══ Given text

WALL STREET STOCK AND BOND TRADERS USED TO WRITE EMAILS AND MEMOS TO ONE ANOTHER IN UPPERCASE LIKE THIS.
It seems hard to imagine now, but in the early 1990s the Bloomberg terminals that Wall Street used to communicate didn’t have lowercase.
Bloomberg’s famous message function was released in early 1993. At the time, the keyboard was designed more for entering bond and stock tickers than typing text.
The default was ALL CAPS. The keyboard did have a shift key at the lower left, but its purpose was to enable alternate characters i.e. the symbols at the top of each key.
It took another year to add a capability that supported mixed use cases.
It was, however, pretty clunky so most people didn’t bother.
To change the case, you had to simultaneously toggle the shift and downarrow keys. It felt a bit akin to the awkwardness of searching for TV shows using a clicker.
The situation spawned a fascinating cultural A/B experiment of sorts.
Most Bloomberg employees and customers – particularly the early adopters – continued to use default upper case messaging. It was fast, efficient and traditional.
Newer hires would often take more time and extra steps to adopt a more formal, proper sentence case. It was additional effort, but more polite.
The result was a culture clash where the newbies felt “yelled at” by the originalists.
I was accused of “YELLING” myself and encouraged to change my habits.
It’s a great reminder that human communication is complex and nuanced. It’s not just what you say but how it is said that matters.
A friend told me something similar happened at Morgan Stanley. Their system was default lower case so the traders – eager to show they were in a hurry – never capitalized anything. People who did were looked down on, the implication being they had too much time on their hands.
The upper vs lower case grammar debate at Bloomberg wasn’t put to bed until several years later, when traditional computer keyboards were adopted as standard.
That made it easy and normal to be both proper and more polite and meant anyone writing in upper case was making an aggressive statement.
We see echoes of how punctuation conveys meaning today with the widespread adoption of AI.
People including OpenAI CEO Sam Altman intentionally tweet in lower case or include non-standard abbreviations or even typos to signal it’s been written by a human, not AI.
It’s a modern example that how we write sometimes conveys as much if not more information as the specific words on the paper.

════
══ Exercise data

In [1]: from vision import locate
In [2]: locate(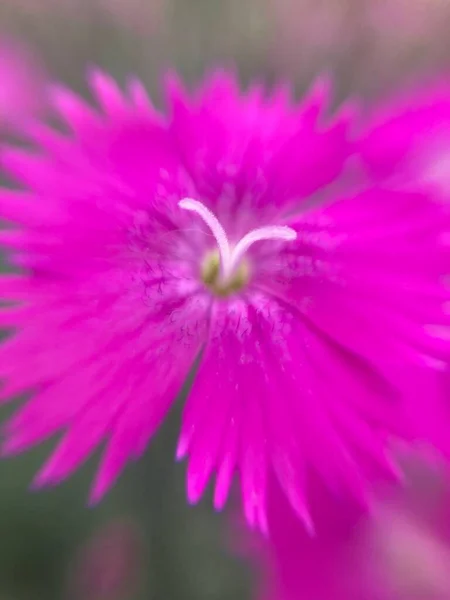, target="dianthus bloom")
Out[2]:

════

Work task A
Summarize the text about uppercase messaging at Bloomberg in two sentences.
Work task B
Answer each question from the text about uppercase messaging at Bloomberg, one answer per line.
(i) When was Bloomberg's message function released?
(ii) Which two keys had to be pressed together to change the case?
(iii) What was the default case of the system at Morgan Stanley?
Work task C
Repeat the part of the text about uppercase messaging at Bloomberg starting with "To change the" and going on through "change my habits.".

Answer box A
Bloomberg terminals in the early 1990s had no lowercase, so messages defaulted to all caps, and when a clunky way to mix case was added, early users kept writing in capitals while newer hires adopted sentence case and felt "yelled at." Once traditional keyboards became standard several years later, writing in upper case came to signal aggression, and today some people write in lower case or with typos to show that a human, not AI, wrote the message.

Answer box B
(i) Early 1993.
(ii) The shift and downarrow keys.
(iii) Lower case.

Answer box C
To change the case, you had to simultaneously toggle the shift and downarrow keys. It felt a bit akin to the awkwardness of searching for TV shows using a clicker.
The situation spawned a fascinating cultural A/B experiment of sorts.
Most Bloomberg employees and customers – particularly the early adopters – continued to use default upper case messaging. It was fast, efficient and traditional.
Newer hires would often take more time and extra steps to adopt a more formal, proper sentence case. It was additional effort, but more polite.
The result was a culture clash where the newbies felt “yelled at” by the originalists.
I was accused of “YELLING” myself and encouraged to change my habits.